## begin Listing
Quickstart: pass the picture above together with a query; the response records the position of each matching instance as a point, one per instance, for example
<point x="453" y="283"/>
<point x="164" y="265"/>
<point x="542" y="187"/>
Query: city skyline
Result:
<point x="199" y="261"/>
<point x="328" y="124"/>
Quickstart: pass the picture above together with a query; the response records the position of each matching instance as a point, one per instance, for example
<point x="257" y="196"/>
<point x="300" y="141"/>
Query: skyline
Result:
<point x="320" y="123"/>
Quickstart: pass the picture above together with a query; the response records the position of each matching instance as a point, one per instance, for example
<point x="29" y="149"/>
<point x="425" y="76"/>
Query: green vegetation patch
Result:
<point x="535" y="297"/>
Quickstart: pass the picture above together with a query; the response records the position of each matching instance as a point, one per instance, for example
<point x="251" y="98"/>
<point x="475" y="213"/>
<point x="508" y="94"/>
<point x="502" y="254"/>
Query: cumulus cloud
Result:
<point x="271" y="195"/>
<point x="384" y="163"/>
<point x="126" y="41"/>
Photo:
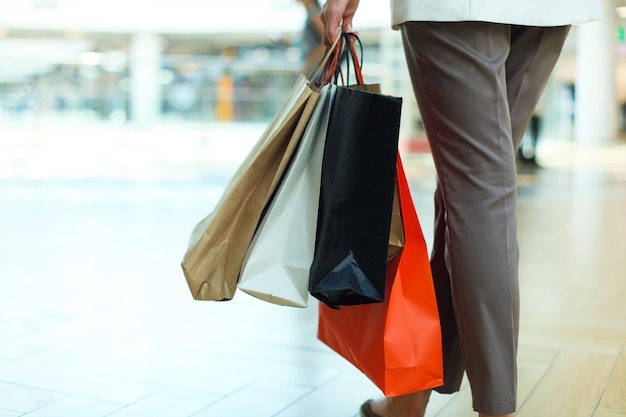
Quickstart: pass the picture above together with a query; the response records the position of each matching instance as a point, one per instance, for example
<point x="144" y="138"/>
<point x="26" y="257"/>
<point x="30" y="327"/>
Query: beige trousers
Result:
<point x="477" y="85"/>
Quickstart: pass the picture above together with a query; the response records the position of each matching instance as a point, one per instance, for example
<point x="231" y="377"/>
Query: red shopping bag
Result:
<point x="396" y="343"/>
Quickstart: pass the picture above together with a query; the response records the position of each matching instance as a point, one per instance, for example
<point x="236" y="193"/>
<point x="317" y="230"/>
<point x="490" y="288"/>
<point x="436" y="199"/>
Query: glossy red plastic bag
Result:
<point x="396" y="343"/>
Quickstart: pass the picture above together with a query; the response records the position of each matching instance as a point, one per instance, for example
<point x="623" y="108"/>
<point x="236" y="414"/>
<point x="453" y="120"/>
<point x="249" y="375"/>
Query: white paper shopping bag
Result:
<point x="278" y="260"/>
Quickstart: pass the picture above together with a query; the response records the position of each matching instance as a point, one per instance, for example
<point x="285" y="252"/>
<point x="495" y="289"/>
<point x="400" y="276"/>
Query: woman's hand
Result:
<point x="337" y="17"/>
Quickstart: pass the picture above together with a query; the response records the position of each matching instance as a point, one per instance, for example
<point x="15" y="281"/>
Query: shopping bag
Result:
<point x="396" y="343"/>
<point x="218" y="243"/>
<point x="276" y="266"/>
<point x="356" y="200"/>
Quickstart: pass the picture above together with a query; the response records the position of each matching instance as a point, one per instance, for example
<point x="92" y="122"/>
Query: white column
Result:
<point x="145" y="83"/>
<point x="596" y="104"/>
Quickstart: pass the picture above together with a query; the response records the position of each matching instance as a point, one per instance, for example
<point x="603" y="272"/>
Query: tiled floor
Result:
<point x="96" y="318"/>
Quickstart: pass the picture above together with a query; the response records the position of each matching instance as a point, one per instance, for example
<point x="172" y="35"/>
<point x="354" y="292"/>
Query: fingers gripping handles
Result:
<point x="342" y="54"/>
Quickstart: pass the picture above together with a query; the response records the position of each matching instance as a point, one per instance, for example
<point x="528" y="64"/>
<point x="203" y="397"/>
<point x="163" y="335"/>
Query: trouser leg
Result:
<point x="477" y="85"/>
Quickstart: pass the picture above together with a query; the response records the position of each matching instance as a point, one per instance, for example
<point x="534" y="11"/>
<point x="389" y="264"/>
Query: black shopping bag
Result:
<point x="356" y="199"/>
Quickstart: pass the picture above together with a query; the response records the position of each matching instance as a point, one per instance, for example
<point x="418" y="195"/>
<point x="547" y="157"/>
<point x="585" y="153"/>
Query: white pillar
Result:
<point x="145" y="72"/>
<point x="596" y="104"/>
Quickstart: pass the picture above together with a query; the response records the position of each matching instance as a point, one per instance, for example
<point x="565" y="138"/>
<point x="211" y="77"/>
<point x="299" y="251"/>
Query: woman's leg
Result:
<point x="477" y="85"/>
<point x="459" y="78"/>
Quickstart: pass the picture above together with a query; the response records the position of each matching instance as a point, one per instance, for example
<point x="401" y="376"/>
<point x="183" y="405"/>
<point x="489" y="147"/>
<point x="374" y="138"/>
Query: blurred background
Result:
<point x="192" y="64"/>
<point x="121" y="122"/>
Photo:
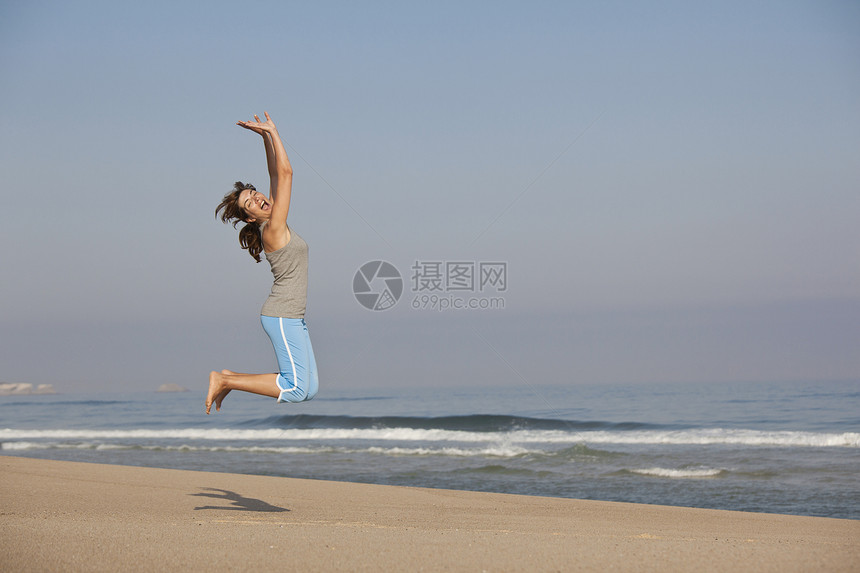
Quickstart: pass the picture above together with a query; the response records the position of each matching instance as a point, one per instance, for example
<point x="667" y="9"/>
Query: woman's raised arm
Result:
<point x="280" y="178"/>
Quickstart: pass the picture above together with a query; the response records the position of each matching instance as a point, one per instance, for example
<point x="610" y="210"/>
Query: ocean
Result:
<point x="790" y="448"/>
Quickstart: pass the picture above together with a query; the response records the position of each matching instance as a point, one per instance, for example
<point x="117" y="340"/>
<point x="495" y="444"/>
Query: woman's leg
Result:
<point x="290" y="340"/>
<point x="221" y="383"/>
<point x="313" y="376"/>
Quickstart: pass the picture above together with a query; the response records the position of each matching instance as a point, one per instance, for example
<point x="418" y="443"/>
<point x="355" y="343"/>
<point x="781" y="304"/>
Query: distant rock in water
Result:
<point x="171" y="388"/>
<point x="25" y="389"/>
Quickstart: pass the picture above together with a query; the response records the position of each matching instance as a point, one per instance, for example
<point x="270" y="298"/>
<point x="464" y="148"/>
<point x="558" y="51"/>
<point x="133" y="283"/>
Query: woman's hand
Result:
<point x="259" y="126"/>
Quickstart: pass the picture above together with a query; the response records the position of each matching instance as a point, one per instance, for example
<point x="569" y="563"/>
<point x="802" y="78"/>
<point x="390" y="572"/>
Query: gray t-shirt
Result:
<point x="290" y="269"/>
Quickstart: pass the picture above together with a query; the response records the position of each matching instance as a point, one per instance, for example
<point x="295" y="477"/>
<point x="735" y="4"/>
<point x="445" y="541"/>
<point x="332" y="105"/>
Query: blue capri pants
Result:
<point x="297" y="378"/>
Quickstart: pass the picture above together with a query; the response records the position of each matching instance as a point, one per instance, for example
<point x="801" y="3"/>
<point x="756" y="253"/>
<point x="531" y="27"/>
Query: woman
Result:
<point x="266" y="231"/>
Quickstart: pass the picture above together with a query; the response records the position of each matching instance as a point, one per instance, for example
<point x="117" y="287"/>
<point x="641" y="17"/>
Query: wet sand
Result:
<point x="67" y="516"/>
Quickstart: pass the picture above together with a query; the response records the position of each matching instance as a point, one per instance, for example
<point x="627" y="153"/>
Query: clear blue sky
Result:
<point x="673" y="186"/>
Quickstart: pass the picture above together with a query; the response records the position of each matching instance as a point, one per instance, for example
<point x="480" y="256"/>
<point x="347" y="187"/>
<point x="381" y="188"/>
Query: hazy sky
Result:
<point x="673" y="187"/>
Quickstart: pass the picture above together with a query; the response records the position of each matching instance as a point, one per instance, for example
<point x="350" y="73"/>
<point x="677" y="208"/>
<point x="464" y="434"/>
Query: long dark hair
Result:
<point x="250" y="236"/>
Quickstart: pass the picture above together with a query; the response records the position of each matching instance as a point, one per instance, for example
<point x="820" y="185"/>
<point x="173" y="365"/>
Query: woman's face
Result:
<point x="255" y="204"/>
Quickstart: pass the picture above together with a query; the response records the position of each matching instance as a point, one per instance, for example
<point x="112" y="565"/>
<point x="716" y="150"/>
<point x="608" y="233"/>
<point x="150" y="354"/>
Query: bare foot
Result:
<point x="217" y="391"/>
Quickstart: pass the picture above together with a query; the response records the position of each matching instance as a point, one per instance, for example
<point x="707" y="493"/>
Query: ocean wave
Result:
<point x="469" y="423"/>
<point x="714" y="436"/>
<point x="680" y="473"/>
<point x="498" y="452"/>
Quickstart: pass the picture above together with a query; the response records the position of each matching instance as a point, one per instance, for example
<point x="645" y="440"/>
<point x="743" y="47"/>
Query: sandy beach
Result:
<point x="65" y="516"/>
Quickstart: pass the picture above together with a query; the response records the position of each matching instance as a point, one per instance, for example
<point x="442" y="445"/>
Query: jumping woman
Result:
<point x="283" y="314"/>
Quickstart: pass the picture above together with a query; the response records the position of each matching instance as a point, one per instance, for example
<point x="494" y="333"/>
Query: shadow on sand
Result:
<point x="237" y="502"/>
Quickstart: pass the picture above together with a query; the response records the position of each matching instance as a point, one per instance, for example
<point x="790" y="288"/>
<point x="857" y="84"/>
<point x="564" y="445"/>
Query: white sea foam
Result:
<point x="716" y="436"/>
<point x="682" y="473"/>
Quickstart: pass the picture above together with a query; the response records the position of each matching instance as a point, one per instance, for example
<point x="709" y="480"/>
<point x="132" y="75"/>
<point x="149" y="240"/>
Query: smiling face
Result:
<point x="255" y="204"/>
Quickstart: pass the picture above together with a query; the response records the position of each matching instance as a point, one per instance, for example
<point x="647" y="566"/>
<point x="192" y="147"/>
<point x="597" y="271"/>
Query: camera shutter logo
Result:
<point x="377" y="285"/>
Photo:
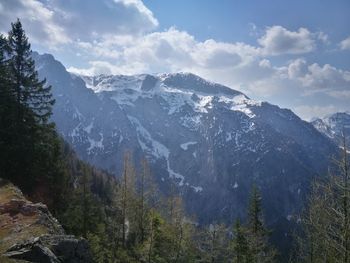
## end Listing
## [Work to complete]
Count the lines in the records above that contain the word "shopping" and report only that number.

## [Final result]
4